» **TEXT BLOCK**
—————
Dr. Dobb's | Generate FPGA Accelerators from C

Generate FPGA Accelerators from C

A simple FFT, generated as hardware from C language, illustrates how quickly a software concept can be taken to hardware and how little you need to know about FPGAs to use them for application acceleration.

February 08, 2007
URL:http://www.drdobbs.com/cpp/generate-fpga-accelerators-from-c/197004413

FPGAs are compelling platforms for hardware acceleration of embedded systems. These devices, by virtue of their massively parallel structures, provide embedded systems designers with new alternatives for creating high-performance applications.

There are challenges to using FPGAs as software platforms, however. Historically, low-level hardware descriptions must be written in VHDL or Verilog, languages that are not generally part of a software programmer's expertise. Other challenges have included deciding how and when to partition complex applications between hardware and software and how to structure an application to take maximum advantage of hardware parallelism.

Tools providing C compilation and optimization for FPGAs can help solve these problems by providing a new level of programming abstraction. When FPGAs first appeared two decades ago, the primary method of design for these devices was the venerable schematic. FPGA application developers used schematics to assemble low-level components (registers, logic gates, and larger blocks such as counters and adders/subtractors) to create FPGA-based systems. As FPGA devices became more complex and applications targeting them grew larger, schematics were gradually replaced by higher level methods involving hardware description languages like VHDL and Verilog. Now, with ever-higher FPGA gate densities and the proliferation of FPGA embedded processors, there is strong demand for even higher levels of abstraction. C represents that next generation of abstraction, allowing you to access the resources of FPGAs for application acceleration.
—————
From the article on generating FPGA accelerators from C, set down word for word the passage starting at "FPGAs are compelling" and ending at "creating high-performance applications.".

» **GIVEN INFORMATION**
—————
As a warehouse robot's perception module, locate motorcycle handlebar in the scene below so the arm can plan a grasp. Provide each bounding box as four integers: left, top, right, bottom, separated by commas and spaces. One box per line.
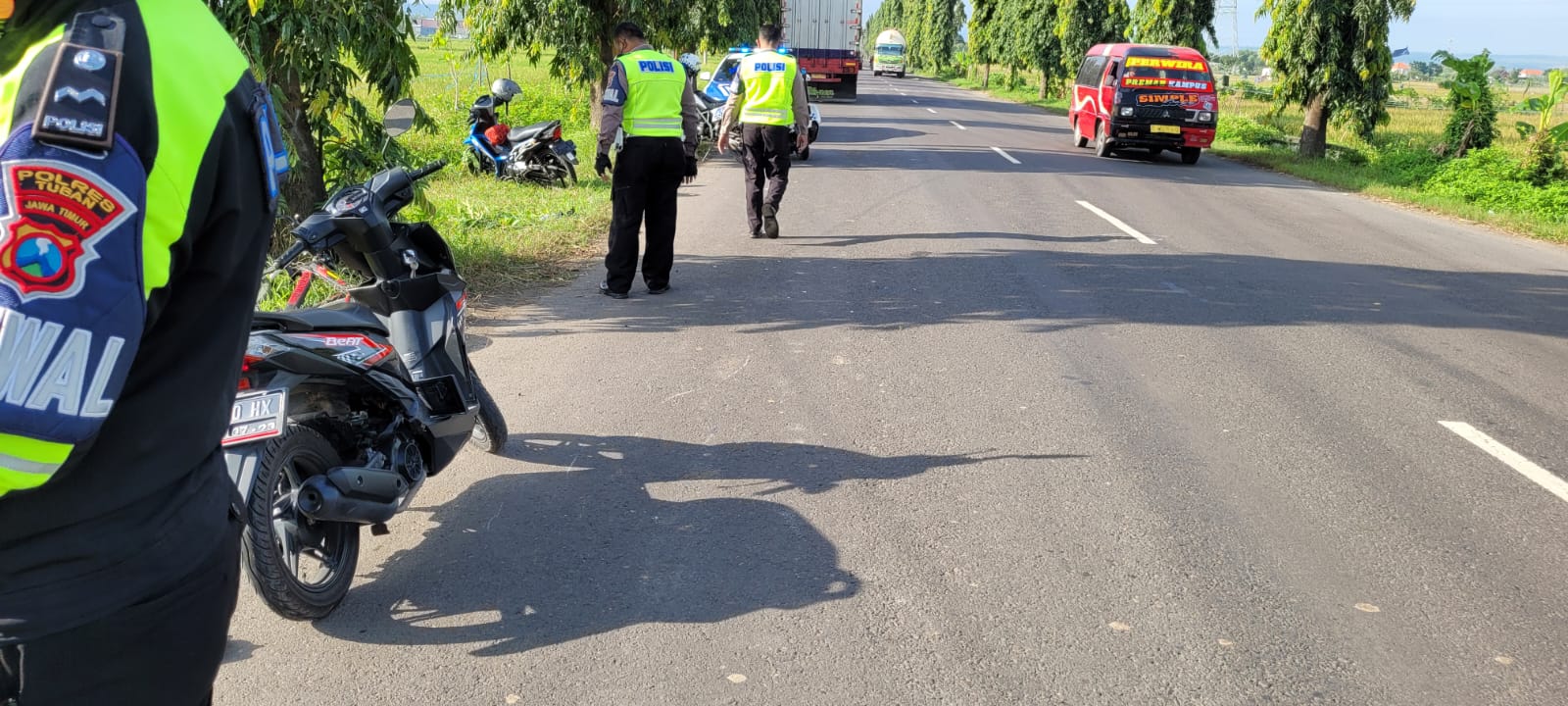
272, 240, 308, 270
408, 160, 447, 182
—————
» **FINISHED ANSWER**
FPGAs are compelling platforms for hardware acceleration of embedded systems. These devices, by virtue of their massively parallel structures, provide embedded systems designers with new alternatives for creating high-performance applications.